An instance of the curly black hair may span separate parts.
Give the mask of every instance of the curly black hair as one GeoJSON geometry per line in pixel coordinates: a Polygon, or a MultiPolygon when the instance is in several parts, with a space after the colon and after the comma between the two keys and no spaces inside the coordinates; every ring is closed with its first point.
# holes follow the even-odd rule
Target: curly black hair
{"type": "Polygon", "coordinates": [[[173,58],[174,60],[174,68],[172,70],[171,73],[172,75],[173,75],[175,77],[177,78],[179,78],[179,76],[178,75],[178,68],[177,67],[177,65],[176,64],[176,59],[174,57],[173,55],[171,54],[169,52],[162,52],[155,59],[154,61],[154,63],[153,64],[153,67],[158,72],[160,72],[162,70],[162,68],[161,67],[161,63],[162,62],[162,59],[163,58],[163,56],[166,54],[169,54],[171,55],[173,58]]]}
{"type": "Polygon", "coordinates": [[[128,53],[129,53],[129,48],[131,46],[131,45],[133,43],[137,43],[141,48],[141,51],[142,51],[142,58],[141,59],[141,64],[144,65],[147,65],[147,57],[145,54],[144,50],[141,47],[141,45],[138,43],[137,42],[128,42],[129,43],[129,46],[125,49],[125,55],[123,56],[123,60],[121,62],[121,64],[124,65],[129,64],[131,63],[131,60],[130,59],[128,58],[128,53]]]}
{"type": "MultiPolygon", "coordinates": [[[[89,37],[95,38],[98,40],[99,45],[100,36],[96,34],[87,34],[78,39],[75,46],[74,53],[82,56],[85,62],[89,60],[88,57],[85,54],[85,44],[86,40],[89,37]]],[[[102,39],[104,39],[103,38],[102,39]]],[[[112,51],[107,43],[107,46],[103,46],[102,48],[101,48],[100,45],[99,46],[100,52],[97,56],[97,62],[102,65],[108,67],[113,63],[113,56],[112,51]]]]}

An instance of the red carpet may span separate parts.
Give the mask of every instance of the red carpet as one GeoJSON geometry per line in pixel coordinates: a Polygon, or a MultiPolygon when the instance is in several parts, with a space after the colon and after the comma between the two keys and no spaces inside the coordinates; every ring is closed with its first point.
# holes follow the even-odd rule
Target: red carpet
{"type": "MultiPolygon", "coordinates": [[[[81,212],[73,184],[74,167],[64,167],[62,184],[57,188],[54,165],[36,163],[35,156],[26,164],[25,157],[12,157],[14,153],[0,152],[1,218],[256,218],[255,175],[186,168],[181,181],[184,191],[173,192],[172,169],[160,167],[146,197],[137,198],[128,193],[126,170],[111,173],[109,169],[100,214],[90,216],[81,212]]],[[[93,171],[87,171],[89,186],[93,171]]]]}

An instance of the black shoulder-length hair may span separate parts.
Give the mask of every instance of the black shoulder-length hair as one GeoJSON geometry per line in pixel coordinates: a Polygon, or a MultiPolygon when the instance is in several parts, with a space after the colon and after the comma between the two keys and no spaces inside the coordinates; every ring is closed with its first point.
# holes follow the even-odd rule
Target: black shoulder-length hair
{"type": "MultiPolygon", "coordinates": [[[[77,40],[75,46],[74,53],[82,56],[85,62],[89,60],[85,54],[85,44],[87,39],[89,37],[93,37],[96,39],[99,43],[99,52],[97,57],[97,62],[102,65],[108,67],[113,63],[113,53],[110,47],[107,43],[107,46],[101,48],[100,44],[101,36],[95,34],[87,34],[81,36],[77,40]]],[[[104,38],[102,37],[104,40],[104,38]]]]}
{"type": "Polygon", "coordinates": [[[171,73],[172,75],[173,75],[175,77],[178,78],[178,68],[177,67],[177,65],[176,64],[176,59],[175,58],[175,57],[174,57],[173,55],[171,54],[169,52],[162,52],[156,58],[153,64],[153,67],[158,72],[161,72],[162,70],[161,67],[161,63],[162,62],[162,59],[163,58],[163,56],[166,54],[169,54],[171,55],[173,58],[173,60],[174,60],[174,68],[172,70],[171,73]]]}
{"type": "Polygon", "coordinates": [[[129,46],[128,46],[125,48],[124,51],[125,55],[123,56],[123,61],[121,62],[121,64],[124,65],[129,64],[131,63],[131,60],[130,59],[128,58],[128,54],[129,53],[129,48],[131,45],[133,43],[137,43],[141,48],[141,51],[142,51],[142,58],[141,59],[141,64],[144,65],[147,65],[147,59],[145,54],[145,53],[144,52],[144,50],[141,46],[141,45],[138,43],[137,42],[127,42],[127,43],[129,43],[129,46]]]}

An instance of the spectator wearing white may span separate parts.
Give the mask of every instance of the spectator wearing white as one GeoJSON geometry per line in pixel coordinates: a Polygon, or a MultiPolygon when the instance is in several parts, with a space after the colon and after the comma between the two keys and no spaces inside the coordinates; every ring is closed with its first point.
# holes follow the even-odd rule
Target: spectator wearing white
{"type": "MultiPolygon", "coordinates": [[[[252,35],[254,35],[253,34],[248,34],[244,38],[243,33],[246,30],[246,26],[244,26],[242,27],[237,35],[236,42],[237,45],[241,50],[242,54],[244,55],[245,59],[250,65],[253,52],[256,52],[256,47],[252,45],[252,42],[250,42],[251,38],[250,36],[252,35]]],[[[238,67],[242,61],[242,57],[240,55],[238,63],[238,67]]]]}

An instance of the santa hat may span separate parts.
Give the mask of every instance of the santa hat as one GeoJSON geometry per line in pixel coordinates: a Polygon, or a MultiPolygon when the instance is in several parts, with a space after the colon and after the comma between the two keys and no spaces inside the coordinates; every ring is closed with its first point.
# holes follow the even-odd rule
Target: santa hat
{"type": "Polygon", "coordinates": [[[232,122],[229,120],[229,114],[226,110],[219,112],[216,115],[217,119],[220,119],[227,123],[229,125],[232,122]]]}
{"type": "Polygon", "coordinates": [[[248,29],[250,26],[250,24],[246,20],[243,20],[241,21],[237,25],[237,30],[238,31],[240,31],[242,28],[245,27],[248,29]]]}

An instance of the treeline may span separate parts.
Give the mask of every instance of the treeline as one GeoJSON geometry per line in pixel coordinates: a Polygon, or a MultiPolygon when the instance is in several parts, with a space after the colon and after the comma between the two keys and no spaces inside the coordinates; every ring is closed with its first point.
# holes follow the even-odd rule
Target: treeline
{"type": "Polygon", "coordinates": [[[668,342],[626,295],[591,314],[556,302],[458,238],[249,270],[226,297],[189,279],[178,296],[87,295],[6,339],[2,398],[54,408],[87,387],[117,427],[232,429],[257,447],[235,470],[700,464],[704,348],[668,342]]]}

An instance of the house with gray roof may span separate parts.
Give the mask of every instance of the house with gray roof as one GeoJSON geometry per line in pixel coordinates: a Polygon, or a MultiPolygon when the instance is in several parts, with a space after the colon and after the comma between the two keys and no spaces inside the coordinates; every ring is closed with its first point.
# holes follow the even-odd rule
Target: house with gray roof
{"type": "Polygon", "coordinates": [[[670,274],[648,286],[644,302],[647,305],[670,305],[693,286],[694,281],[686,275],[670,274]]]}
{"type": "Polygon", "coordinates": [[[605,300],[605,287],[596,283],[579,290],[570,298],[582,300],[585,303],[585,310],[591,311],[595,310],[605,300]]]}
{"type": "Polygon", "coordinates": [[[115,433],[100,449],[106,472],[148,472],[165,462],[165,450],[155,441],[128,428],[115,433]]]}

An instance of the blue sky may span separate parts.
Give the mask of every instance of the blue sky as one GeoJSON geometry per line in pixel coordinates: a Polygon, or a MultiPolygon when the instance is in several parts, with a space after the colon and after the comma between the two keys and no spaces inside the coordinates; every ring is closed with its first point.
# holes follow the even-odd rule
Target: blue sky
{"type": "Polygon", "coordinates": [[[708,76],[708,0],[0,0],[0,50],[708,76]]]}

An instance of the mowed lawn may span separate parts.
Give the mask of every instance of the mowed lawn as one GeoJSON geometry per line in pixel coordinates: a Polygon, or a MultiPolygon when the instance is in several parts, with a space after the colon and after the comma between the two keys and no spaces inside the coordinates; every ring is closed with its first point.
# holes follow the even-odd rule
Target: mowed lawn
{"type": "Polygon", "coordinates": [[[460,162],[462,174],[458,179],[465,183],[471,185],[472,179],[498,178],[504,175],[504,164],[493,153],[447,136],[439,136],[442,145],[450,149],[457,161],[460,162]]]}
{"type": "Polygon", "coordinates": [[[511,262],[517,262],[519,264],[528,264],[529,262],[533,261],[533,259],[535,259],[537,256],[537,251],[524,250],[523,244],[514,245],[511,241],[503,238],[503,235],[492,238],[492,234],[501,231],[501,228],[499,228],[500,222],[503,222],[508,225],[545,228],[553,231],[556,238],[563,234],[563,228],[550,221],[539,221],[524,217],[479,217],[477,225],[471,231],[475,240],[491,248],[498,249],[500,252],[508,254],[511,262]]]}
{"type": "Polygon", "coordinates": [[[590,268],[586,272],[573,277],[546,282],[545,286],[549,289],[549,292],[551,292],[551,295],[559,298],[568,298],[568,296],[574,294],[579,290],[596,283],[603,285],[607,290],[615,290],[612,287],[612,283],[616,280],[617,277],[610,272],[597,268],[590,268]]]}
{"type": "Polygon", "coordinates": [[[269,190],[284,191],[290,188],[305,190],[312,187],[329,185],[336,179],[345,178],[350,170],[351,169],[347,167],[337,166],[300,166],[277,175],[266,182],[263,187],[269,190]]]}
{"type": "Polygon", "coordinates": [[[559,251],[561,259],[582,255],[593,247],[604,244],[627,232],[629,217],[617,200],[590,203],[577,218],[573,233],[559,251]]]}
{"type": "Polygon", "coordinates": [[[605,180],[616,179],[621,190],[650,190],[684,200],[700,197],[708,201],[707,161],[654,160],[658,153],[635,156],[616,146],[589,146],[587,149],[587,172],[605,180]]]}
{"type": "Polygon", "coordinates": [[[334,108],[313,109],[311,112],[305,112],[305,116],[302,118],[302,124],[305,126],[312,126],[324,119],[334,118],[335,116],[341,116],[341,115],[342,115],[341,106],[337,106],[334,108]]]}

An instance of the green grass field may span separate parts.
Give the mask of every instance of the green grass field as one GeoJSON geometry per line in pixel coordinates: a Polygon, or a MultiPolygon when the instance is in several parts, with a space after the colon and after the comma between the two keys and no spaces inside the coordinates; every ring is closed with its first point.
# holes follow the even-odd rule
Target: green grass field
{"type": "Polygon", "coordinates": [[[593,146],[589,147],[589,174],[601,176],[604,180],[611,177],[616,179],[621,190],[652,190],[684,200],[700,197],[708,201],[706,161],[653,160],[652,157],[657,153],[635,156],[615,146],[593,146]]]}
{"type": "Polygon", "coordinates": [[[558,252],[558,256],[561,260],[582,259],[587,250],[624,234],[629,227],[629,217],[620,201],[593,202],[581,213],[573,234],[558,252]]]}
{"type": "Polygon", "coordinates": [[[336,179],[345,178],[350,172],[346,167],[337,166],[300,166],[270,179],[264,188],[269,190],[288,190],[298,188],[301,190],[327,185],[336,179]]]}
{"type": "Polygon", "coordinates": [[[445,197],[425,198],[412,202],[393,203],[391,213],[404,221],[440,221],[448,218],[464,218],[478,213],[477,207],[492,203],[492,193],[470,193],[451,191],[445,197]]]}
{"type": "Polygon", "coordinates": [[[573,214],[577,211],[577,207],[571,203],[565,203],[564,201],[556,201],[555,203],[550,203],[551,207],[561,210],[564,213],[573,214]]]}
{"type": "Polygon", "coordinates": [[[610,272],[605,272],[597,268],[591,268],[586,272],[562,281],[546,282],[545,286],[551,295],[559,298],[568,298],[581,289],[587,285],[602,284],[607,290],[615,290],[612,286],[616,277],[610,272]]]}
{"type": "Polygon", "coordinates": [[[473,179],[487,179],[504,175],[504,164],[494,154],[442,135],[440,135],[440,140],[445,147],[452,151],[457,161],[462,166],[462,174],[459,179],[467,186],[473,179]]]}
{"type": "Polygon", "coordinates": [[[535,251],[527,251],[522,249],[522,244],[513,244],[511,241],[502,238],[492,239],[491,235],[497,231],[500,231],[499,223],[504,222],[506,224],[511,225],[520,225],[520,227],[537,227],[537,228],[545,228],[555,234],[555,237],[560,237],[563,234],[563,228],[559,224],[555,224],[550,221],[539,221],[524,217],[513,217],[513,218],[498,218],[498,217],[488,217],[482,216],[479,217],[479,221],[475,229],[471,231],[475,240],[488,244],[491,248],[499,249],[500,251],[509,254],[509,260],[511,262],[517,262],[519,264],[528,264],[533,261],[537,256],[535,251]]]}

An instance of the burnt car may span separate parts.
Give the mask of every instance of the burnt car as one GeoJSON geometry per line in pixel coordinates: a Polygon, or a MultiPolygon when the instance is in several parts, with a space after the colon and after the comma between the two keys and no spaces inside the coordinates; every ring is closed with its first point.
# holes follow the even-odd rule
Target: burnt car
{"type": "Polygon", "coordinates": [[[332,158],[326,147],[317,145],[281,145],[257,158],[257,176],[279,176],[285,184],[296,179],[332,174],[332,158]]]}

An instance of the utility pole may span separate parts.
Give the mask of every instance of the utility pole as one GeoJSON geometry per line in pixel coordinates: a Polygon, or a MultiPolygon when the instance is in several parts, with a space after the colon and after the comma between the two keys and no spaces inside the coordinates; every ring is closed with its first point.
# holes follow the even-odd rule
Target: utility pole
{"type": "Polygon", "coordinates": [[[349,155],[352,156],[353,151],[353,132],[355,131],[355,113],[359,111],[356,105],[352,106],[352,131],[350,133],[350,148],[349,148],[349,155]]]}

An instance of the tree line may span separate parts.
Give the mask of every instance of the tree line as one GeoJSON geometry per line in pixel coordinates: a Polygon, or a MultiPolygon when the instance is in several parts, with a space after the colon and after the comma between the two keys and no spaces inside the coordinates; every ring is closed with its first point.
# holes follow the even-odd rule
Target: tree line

**Aim**
Put the lines from the one with "An instance of the tree line" through the end of the items above into a numbered list, leaving out any blank lines.

**Output**
1. An instance of the tree line may span separate parts.
2. Give the mask of every instance of the tree line as one GeoJSON geometry per line in pixel coordinates: a Polygon, or a MultiPolygon when the instance is in several parts, with a space after the colon and after the comma between the two keys and no spaces inside the coordinates; every ring is closed with its first point.
3. # holes follow the even-odd rule
4. Target: tree line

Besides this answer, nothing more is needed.